## What is expected
Copy the data below exactly.

[[ Records shown, beginning ]]

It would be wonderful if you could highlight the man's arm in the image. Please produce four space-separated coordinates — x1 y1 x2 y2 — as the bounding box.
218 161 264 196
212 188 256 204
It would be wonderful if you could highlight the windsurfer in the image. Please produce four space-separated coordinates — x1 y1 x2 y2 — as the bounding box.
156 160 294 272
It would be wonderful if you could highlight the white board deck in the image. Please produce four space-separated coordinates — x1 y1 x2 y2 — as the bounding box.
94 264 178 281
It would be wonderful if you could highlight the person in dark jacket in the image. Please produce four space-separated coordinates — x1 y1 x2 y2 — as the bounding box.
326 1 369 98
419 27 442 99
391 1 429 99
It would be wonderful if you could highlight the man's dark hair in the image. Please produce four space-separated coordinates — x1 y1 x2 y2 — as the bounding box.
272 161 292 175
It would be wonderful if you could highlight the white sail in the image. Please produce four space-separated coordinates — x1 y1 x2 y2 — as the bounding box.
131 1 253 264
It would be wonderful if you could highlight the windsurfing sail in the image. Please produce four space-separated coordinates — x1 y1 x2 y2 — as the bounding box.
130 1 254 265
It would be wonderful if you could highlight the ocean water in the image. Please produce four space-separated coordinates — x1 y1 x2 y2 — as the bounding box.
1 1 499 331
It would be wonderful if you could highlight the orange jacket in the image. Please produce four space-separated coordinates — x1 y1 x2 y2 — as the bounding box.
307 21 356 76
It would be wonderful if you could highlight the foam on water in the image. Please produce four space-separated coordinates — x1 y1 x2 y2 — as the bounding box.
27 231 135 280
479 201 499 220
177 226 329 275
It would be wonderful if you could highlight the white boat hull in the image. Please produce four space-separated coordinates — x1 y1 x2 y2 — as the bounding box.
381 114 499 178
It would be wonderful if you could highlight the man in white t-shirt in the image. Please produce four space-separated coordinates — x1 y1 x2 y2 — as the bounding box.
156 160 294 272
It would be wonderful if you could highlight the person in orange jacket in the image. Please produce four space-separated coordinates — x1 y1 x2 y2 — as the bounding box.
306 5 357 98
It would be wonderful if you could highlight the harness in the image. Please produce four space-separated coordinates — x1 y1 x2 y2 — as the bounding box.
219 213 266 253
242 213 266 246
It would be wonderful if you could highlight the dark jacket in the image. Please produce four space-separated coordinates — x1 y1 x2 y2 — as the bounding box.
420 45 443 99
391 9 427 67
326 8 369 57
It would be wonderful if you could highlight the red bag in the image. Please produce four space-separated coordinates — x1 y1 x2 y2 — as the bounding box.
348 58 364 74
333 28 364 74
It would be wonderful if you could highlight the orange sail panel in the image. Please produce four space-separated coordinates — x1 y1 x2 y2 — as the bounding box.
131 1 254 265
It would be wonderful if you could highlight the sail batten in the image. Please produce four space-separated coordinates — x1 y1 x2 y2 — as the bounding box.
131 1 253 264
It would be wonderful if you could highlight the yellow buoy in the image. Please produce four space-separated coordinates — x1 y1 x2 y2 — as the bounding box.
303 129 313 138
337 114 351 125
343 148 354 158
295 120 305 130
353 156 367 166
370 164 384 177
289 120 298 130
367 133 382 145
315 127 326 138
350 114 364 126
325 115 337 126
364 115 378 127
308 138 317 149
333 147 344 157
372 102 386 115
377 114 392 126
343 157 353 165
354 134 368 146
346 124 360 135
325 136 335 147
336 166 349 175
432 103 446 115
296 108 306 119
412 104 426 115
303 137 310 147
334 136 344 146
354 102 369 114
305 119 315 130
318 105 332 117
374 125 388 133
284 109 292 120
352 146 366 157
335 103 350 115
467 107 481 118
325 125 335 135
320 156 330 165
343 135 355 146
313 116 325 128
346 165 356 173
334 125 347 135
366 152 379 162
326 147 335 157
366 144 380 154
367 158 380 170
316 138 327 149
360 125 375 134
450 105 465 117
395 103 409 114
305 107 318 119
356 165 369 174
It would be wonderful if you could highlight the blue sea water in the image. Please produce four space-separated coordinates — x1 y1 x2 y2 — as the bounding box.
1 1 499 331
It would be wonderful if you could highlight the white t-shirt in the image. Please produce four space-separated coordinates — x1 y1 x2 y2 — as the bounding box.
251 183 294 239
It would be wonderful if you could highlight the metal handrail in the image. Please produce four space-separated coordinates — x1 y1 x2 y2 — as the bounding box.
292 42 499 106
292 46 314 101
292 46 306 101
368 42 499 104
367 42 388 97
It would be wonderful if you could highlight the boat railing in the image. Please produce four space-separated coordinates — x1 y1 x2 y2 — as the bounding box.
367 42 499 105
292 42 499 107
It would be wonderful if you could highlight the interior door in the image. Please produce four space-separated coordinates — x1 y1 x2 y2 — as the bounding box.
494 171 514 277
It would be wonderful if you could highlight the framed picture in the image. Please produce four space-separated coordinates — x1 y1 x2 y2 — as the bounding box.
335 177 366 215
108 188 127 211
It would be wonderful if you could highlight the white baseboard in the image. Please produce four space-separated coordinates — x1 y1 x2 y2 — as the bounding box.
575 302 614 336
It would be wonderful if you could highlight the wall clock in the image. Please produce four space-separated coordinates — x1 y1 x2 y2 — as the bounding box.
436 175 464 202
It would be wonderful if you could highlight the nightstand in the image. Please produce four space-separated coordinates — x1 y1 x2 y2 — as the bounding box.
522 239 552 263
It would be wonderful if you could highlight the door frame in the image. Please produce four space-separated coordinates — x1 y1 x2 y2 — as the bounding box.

[[ Records shown, end ]]

## Task solution
It would be wonderful if you could highlight the man's arm in the image. Please produce four space-separated coordinates — x1 y1 x2 y2 — as the bounding box.
218 161 264 196
212 188 256 204
It would be wonderful if you could highlight the windsurfer in the image. Please produce four space-separated coordinates — x1 y1 x2 y2 — as the bounding box.
156 160 294 272
It would be wonderful if you could highlight the white board deck in the image. Please produce four space-separated coordinates — x1 y1 x2 y2 — as the bounding box.
94 264 178 281
It would be wonderful if you could highlight the person in dark jacket in the image. Please produce four space-separated coordinates — x1 y1 x2 y2 — as the bounding box.
326 1 369 98
419 27 442 99
391 1 429 99
It would be wonderful if you could highlight the man's dark hair in the image. Please produce four space-separated coordinates — x1 y1 x2 y2 — as the bounding box.
272 161 292 175
It would be wonderful if you could highlight the white sail in the image. Please produce four space-separated coordinates — x1 y1 x2 y2 — as the bounding box.
131 1 253 264
It would be wonderful if you could highlight the windsurfing sail in the image. Please produce four space-separated coordinates — x1 y1 x2 y2 — as the bounding box.
130 1 254 265
It would be wonderful if you could highlight the ocean water in the image. Please produce four space-separated coordinates — x1 y1 x2 y2 — as the bounding box.
1 1 499 331
It would be wonderful if you could highlight the orange jacket in the image. Please produce four space-separated coordinates — x1 y1 x2 y2 — as the bounding box.
307 21 356 76
It would be wonderful if you could highlight the foam on water in the image. Please produce four space-separated coordinates — x1 y1 x2 y2 — as the bounding box.
27 231 135 280
479 201 499 220
177 226 329 275
It would be wonderful if you could highlight the white boat hull in the image. Please produce four space-separated coordinates — x1 y1 x2 y2 — as the bounding box.
381 114 499 178
It would be wonderful if you could highlight the man in white t-shirt in the image. Please produce four space-separated coordinates — x1 y1 x2 y2 — as the bounding box.
156 160 294 272
It would be wonderful if you could highlight the person in orange jacket in the image. Please produce four space-separated coordinates — x1 y1 x2 y2 — as the bounding box.
306 5 357 98
It would be wonderful if you could highlight the harness in the image. Please produce four space-separated coordinates — x1 y1 x2 y2 — as the bounding box.
219 213 266 253
242 213 266 246
It would be wonderful if you could highlight the dark jacket in the image. Please produce four space-separated coordinates — x1 y1 x2 y2 — as the bounding box.
420 45 443 99
391 9 427 67
326 8 369 57
It would be wonderful if you could highlight the red bag in the image. Please produce four space-separated coordinates — x1 y1 x2 y2 — as the bounding box.
348 58 364 74
333 28 364 74
It would be wonderful if you could highlight the orange sail panel in the image. Please produce four space-separated coordinates — x1 y1 x2 y2 — as the bounding box.
131 1 254 265
It would be wonderful if you could highlight the sail batten in the image. Please produce four space-separated coordinates — x1 y1 x2 y2 — as the bounding box.
131 1 253 264
It would be wonderful if you could highlight the yellow buoy in the image. Please produce four space-separated coordinates — x1 y1 x2 y2 — as the bounding box.
303 129 313 138
337 114 351 125
343 148 354 158
295 120 305 130
353 156 367 166
370 164 384 177
289 120 298 130
367 133 382 145
315 127 326 138
350 114 364 126
325 115 337 126
364 115 378 127
308 138 317 149
333 147 344 157
372 102 386 115
377 114 392 126
343 157 353 165
354 134 368 146
346 124 360 135
325 136 335 147
336 166 349 175
432 103 446 115
296 108 306 119
412 104 426 115
303 137 310 147
334 136 344 146
354 102 369 114
305 119 315 130
318 105 332 117
374 125 388 133
284 109 292 120
352 146 366 157
335 103 350 115
467 107 481 118
325 125 335 135
320 156 330 165
343 135 355 146
313 116 325 128
346 165 356 173
334 125 347 135
366 152 379 162
326 147 335 157
366 144 380 154
367 158 380 170
316 138 327 149
360 125 375 134
450 105 465 117
395 103 409 114
305 107 318 119
356 165 369 174
It would be wonderful if you could highlight the blue sea water in the image. Please produce four space-separated coordinates — x1 y1 x2 y2 — as the bounding box.
1 1 499 331
It would be wonderful if you could highlight the white t-shirt in the image. Please produce four space-separated coordinates — x1 y1 x2 y2 — as the bounding box.
251 183 294 239
It would be wonderful if you could highlight the metal handrail in the image. Please produce four space-separated coordinates — x1 y1 x2 y2 — as the bounding box.
292 42 499 106
292 46 314 101
292 46 306 101
368 42 499 104
367 42 388 97
It would be wonderful if you could highlight the boat railing in the image. Please produce four space-separated coordinates — x1 y1 x2 y2 — as the bounding box.
367 42 499 105
292 42 499 107
It would be wonderful if you could highlight the interior door in the image. Please produce four space-separated coordinates — x1 y1 x2 y2 — as the bounding box.
494 171 514 277
It would be wonderful if you could highlight the framed picture in the image. Please produce four space-separated coordinates — x1 y1 x2 y2 — as the bounding box.
335 177 366 215
108 188 127 211
It would be wonderful if you could highlight the white baseboard in the image. Please produce four space-separated coordinates — x1 y1 x2 y2 — as the bounding box.
575 302 614 336
It would be wonderful if you could highlight the wall clock in the image. Please produce four space-separated coordinates — x1 y1 x2 y2 — as the bounding box.
436 175 464 202
It would be wonderful if you could highlight the nightstand in the image. Please produce four space-separated coordinates — x1 y1 x2 y2 — as the bounding box.
522 239 552 263
It would be wonderful if you could highlight the door frame in the image. Please produce four space-separated coordinates — x1 y1 x2 y2 — as the bounding box.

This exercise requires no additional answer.